— START Supplied records —
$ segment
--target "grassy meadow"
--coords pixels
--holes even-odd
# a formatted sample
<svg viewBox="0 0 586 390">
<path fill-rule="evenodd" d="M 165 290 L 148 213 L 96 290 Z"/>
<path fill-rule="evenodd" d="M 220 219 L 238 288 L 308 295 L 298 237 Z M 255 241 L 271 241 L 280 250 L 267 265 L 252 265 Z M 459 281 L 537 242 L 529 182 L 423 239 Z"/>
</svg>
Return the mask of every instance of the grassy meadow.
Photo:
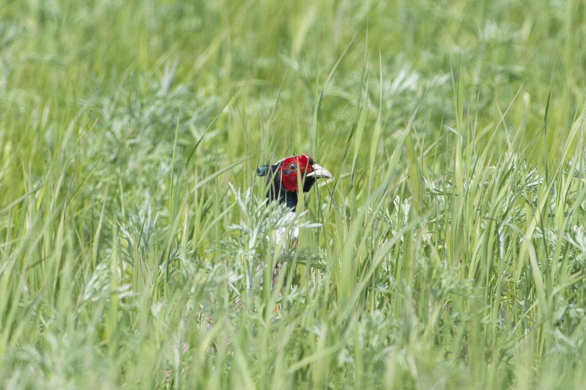
<svg viewBox="0 0 586 390">
<path fill-rule="evenodd" d="M 584 388 L 585 14 L 0 1 L 0 388 Z"/>
</svg>

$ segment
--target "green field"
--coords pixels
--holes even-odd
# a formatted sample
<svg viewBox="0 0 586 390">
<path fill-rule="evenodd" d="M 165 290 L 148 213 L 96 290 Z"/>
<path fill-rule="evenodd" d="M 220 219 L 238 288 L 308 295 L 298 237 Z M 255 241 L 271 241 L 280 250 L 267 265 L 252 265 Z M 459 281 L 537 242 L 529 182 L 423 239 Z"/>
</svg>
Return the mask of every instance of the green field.
<svg viewBox="0 0 586 390">
<path fill-rule="evenodd" d="M 2 0 L 0 388 L 584 388 L 585 14 Z"/>
</svg>

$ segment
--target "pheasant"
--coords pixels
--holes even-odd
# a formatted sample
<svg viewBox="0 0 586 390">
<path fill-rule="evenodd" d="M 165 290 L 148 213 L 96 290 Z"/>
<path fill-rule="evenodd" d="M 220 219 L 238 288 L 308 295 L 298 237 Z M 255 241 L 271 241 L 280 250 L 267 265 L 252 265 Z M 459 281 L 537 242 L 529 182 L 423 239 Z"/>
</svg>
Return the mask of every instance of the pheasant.
<svg viewBox="0 0 586 390">
<path fill-rule="evenodd" d="M 297 208 L 297 194 L 299 191 L 299 184 L 302 185 L 301 189 L 304 192 L 307 192 L 311 189 L 317 179 L 331 179 L 333 177 L 329 171 L 316 164 L 314 159 L 308 154 L 285 157 L 273 165 L 261 165 L 257 169 L 257 175 L 268 177 L 267 203 L 278 199 L 279 203 L 284 203 L 290 212 L 294 213 Z M 298 181 L 298 178 L 301 178 L 301 183 Z M 277 243 L 280 242 L 285 234 L 285 230 L 284 227 L 280 227 L 277 230 Z M 290 238 L 292 242 L 297 243 L 299 229 L 295 228 L 288 238 Z M 286 242 L 283 243 L 282 253 L 285 252 L 286 244 Z M 271 285 L 274 284 L 279 268 L 280 264 L 278 263 L 273 271 L 273 282 Z"/>
</svg>

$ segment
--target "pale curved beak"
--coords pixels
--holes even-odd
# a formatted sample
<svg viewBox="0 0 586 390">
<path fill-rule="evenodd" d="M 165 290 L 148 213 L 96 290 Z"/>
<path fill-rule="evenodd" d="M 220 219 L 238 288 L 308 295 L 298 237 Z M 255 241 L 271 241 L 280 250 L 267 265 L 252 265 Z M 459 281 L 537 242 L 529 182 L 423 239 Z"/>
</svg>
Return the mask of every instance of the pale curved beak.
<svg viewBox="0 0 586 390">
<path fill-rule="evenodd" d="M 327 177 L 329 179 L 333 178 L 333 176 L 332 175 L 329 171 L 325 168 L 320 167 L 317 164 L 314 164 L 312 168 L 314 168 L 314 170 L 307 174 L 305 177 L 313 177 L 316 179 L 320 177 Z"/>
</svg>

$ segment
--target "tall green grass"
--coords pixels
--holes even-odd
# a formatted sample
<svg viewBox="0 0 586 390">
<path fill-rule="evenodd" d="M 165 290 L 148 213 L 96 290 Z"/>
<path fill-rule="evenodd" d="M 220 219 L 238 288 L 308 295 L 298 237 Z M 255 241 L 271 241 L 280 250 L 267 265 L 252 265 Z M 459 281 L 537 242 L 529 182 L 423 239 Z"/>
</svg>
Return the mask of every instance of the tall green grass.
<svg viewBox="0 0 586 390">
<path fill-rule="evenodd" d="M 0 3 L 0 387 L 582 388 L 585 12 Z"/>
</svg>

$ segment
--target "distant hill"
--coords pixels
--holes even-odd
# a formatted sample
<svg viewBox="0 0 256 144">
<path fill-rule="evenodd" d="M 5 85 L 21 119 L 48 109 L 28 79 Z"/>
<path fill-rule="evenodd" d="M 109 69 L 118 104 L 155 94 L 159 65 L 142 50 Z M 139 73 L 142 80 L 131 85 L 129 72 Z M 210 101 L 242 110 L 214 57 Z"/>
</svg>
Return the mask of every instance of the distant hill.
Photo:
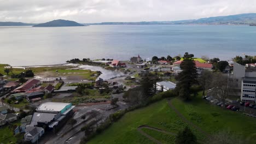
— END Supplied records —
Exercise goal: Which lines of the records contain the word "meadow", counting only matches with the same case? Select and copy each of them.

Correct result:
--target "grassy meadow"
Return the mask of every instance of the grassy meadow.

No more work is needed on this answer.